__Supplied information__
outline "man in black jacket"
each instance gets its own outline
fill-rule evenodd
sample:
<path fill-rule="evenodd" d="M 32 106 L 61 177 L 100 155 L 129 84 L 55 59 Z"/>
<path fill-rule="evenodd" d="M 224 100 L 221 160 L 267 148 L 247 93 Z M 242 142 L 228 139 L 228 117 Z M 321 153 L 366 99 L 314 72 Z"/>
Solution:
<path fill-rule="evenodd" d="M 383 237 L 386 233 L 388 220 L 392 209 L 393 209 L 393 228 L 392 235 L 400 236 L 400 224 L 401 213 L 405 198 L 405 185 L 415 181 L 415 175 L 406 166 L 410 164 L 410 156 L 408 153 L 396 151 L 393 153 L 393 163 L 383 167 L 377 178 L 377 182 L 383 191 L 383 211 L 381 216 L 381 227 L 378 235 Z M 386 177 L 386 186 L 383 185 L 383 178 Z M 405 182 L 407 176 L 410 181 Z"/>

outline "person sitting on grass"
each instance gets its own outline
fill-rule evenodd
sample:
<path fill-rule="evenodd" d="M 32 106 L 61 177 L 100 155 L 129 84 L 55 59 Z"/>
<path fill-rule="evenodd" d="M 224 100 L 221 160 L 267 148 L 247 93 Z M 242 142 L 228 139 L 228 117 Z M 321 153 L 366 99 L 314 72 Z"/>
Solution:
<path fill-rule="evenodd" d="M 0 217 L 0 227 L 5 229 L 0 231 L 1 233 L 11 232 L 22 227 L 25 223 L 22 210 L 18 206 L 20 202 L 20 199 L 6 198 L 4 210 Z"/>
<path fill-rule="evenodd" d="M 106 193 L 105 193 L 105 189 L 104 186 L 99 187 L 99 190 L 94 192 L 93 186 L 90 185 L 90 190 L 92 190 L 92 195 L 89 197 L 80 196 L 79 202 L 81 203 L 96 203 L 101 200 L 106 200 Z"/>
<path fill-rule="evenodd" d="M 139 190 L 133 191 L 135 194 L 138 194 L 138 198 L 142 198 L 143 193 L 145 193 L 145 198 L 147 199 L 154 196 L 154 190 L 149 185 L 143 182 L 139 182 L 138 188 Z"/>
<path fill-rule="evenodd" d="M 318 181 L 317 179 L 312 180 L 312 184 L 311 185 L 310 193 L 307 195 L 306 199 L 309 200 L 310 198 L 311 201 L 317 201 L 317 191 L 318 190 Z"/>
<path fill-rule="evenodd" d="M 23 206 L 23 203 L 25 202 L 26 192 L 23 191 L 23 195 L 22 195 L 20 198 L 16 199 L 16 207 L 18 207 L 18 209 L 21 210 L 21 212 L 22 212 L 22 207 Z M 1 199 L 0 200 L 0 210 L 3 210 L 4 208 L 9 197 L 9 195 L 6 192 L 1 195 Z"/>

__What you will do__
State how many lines in the items above contain the string "path". Give only the number.

__Solution for this exercise__
10